■ SUPPLIED DATA
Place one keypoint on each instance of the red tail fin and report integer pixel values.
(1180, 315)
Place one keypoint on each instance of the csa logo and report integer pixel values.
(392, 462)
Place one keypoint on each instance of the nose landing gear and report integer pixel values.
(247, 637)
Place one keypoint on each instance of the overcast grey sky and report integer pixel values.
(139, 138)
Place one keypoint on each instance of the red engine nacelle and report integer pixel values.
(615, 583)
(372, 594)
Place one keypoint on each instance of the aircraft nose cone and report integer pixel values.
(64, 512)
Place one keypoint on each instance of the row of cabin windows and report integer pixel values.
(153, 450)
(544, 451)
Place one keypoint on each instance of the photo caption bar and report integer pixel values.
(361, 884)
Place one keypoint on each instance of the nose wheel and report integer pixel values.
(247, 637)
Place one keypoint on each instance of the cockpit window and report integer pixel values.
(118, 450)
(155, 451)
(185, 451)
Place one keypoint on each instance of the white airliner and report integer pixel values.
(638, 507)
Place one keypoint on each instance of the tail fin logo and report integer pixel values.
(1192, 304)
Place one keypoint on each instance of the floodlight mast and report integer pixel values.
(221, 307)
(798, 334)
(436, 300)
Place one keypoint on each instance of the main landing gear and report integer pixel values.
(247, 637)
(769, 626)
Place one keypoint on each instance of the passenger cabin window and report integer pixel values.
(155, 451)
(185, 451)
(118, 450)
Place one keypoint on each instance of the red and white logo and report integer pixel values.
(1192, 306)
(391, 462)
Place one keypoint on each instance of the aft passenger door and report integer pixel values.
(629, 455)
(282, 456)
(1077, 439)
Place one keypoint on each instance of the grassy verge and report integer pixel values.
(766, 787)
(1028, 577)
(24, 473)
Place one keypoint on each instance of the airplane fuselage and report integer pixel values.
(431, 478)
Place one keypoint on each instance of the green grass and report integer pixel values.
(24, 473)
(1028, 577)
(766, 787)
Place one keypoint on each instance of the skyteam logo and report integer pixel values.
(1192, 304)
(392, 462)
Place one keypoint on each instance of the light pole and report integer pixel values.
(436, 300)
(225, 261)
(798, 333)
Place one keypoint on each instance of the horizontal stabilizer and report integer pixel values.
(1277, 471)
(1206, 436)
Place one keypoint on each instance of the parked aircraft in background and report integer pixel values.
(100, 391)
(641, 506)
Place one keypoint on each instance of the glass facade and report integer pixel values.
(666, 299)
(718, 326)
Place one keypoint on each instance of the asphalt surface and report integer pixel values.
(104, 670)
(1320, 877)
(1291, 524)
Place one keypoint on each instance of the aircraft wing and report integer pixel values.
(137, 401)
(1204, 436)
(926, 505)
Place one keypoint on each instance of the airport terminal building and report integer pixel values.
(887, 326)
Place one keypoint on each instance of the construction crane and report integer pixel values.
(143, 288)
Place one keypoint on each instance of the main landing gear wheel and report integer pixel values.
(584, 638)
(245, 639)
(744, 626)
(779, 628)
==
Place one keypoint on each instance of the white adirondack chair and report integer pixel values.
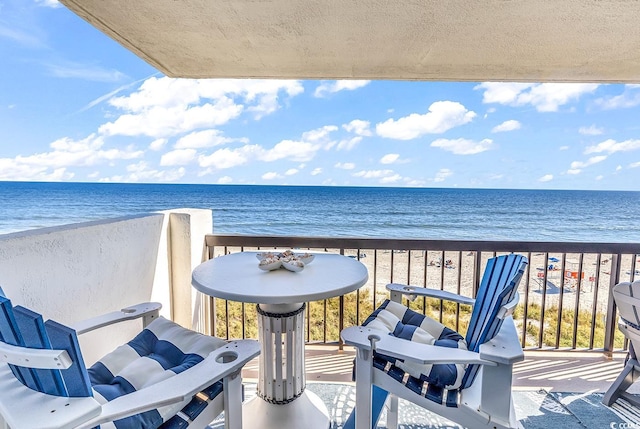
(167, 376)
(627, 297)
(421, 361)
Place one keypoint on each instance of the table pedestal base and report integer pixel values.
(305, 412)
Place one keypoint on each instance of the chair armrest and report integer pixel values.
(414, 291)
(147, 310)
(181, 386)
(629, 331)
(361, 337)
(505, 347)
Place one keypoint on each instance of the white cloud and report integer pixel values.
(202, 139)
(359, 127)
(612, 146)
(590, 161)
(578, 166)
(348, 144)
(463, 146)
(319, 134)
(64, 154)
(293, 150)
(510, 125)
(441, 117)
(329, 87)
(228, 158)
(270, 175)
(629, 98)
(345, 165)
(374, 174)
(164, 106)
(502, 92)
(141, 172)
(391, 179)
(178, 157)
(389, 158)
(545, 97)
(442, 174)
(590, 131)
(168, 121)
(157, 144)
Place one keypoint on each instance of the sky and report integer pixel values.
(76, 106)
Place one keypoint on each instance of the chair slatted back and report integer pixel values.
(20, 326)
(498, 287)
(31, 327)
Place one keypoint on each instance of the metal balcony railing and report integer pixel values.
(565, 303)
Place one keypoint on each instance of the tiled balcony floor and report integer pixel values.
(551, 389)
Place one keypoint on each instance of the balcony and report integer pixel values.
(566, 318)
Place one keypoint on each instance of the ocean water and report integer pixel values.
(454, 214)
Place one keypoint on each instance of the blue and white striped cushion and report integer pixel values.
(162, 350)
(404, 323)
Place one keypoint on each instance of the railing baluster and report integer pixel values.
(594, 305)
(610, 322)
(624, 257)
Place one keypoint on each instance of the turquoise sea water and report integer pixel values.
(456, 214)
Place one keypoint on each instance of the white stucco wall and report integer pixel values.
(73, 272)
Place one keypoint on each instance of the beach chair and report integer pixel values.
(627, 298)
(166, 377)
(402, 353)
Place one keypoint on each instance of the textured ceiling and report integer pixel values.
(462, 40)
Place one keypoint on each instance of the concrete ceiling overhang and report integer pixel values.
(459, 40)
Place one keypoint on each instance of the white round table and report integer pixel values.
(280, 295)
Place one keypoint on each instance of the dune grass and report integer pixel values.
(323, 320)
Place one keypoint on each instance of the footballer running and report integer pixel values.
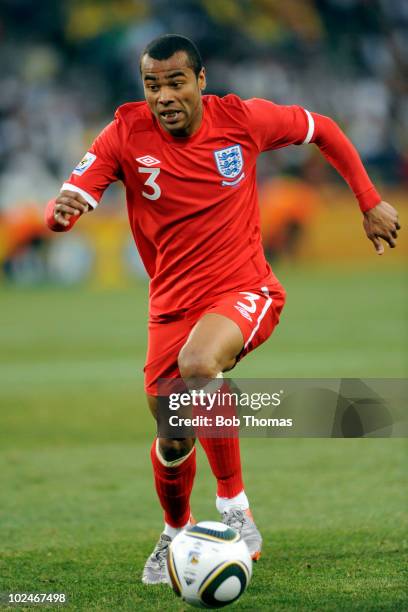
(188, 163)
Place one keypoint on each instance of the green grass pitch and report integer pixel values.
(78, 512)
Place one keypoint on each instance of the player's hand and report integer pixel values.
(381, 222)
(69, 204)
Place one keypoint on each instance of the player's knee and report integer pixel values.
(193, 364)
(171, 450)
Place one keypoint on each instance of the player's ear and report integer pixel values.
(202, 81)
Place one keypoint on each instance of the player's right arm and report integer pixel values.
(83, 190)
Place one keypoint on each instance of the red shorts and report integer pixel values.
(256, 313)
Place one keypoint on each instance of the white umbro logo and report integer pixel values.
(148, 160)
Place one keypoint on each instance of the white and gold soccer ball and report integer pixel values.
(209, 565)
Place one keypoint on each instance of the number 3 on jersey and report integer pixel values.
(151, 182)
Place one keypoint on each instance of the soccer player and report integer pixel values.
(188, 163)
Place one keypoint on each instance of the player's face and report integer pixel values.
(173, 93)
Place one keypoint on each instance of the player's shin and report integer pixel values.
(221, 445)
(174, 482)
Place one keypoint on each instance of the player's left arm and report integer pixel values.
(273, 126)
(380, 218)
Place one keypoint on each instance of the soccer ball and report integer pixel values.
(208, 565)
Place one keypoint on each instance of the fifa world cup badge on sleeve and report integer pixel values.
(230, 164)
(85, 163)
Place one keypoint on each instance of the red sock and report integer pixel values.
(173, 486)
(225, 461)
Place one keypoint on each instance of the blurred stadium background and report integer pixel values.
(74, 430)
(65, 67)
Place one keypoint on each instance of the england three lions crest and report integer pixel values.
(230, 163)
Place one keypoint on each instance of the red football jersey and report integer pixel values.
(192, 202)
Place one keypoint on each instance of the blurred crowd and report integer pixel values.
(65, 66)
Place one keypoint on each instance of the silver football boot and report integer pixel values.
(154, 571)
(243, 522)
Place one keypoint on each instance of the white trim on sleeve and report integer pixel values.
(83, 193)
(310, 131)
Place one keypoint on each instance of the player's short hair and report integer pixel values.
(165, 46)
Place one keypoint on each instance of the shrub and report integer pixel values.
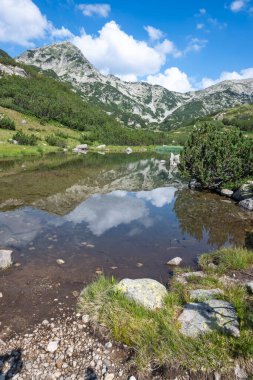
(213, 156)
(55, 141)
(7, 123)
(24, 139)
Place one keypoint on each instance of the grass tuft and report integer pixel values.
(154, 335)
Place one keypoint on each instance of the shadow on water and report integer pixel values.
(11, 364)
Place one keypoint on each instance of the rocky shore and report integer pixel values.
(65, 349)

■ WRITTEN EXERCISE
Recast only the records from the line holding "Place one keypoint on each instance of the row" through the line holding "(1077, 439)", inclusive, as a two-column CSV headed instruction and keypoints. Give one row per record, and put each field in double quotes with any line breaks replaced by spaces.

■ TASK ANSWER
instruction,keypoints
"Place one keypoint on each instance of the row of cabin windows and report integer pixel values.","(153, 450) (544, 451)"
"Place one keypoint on each instance of the photo caption bar and report integer pixel values.","(361, 884)"
"Place one keypoint on each instance of the nose wheel and report integer pixel values.","(247, 637)"
"Place one keypoint on each instance of the cockpit window and report integer pixel values.","(118, 450) (155, 451) (185, 451)"
"Place one keypoint on each instance of the white airliner and report integer pixel values.","(638, 507)"
"Place one keypoint on each instance of the tail fin logo and report integer pixel values.","(1192, 304)"
"Place one keypoint on each instance of the floodlight mast and report integer pixel values.","(221, 307) (798, 334) (436, 300)"
"Place one keypoint on each instance of the main landing gear and report integer pixel values.","(247, 637) (769, 626)"
"Place one keypoint on each instance of the passenger cabin window and report integer pixel values.","(155, 451) (185, 451) (118, 450)"
"Place one keypoint on each instance of the red and white logo and report integer pixel values.","(1192, 306) (391, 462)"
"Place one keypoint on each instance of the aft passenger door and report integer pixel values.","(629, 455) (282, 456) (1077, 439)"